* 任务: 请判断下面三项说法是否与下方关于 Running Median 的节选相符：(a) 每组数据中的数值每行给出 10 个；(b) 输出中可以出现空行；(c) 代码里的 que_1 是大顶堆。每项回答“是”或“否”，并引用节选中起决定作用的原文。

POJ 3784 Running Median（ 堆优化

Running Median

题目描述

For this problem, you will write a program that reads in a sequence of 32-bit signed integers. After each odd-indexed value is read, output the median (middle value) of the elements received so far.

输入

The first line of input contains a single integer P, (1 ≤ P ≤ 1000), which is the number of data sets that follow. The first line of each data set contains the data set number, followed by a space, followed by an odd decimal integer M, (1 ≤ M ≤ 9999), giving the total number of signed integers to be processed. The remaining line(s) in the dataset consists of the values, 10 per line, separated by a single space. The last line in the dataset may contain less than 10 values.

输出

For each data set the first line of output contains the data set number, a single space and the number of medians output (which should be one-half the number of input values plus one). The output medians will be on the following lines, 10 per line separated by a single space. The last line may have less than 10 elements, but at least 1 element. There should be no blank lines in the output.

Sample Input

样例

3
1 9
1 2 3 4 5 6 7 8 9
2 9
9 8 7 6 5 4 3 2 1
3 23
23 41 13 22 -3 24 -31 -11 -8 -7
3 5 103 211 -311 -45 -67 -73 -81 -99
-33 24 56

Sample Output
1 5
1 2 3 4 5
2 5
9 8 7 6 5
3 12
23 23 22 22 13 3 5 5 3 -3
-7 -3

题意

很有意思的题目， 给一组数字 不断的动态求给的数组中位数

我们可以维护两个堆一个大顶堆 一个小顶堆 不断交换他们堆顶的值

AC代码

#include <map>
#include <set>
#include <queue>
#include <stack>
#include <cmath>
#include <cstdio>
#include <string>
#include <cstring>
#include <iostream>
#include <algorithm>
using namespace std;

#define ls st<<1
#define rs st<<1|1
#define LL long long
#define CLR(a,b) memset(a,(b),sizeof(a))

const int MAXN = 1e3+11;
const int mod = 1e9+7;
const int INF = 0x3f3f3f3f;

priority_queue<int,vector<int>, greater<int> > que_1; //小顶堆
priority_queue<int> que_2;
void init() {
while(!que_1.empty())
que_1.pop();
while(!que_2.empty())
que_2.pop();
}

int main() {
int T;
cin >> T;
while(T--) {
init();
int kk, n, x;
cin >> kk >> n;
cout << kk << ' ' << (n+1)/2 << endl;
for(int i = 1; i <= n; i++) {
cin >> x;
que_1.push(x);
que_2.push(x);
if(i%2==0)
continue;
while(que_1.top() != que_2.top()) {
int a = que_1.top();
int b = que_2.top();
que_1.pop(), que_2.pop();
que_1.push(b);
que_2.push(a);
}
cout << que_2.top() << ' ';
if(((i+1)/2)%10 == 0)
cout << "\n";
else if((n%2==1&&i==n) || (n%2==0&&i==n-1))
cout << "\n";
}

}
return 0;
}

* 所示信息:
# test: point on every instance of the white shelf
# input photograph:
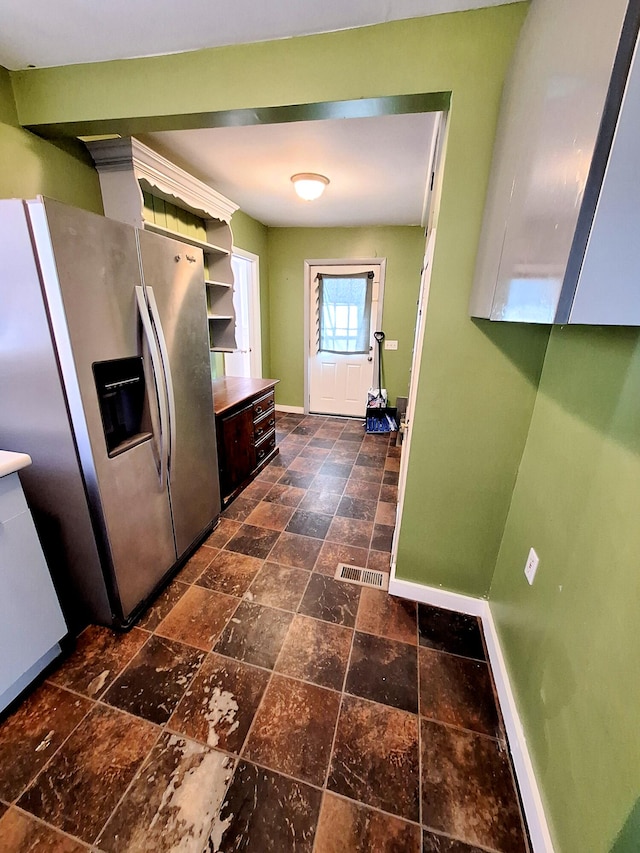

* 练习解答:
(a) 是。“The remaining line(s) in the dataset consists of the values, 10 per line, separated by a single space.”
(b) 否。“There should be no blank lines in the output.”
(c) 否。“priority_queue<int,vector<int>, greater<int> > que_1; //小顶堆”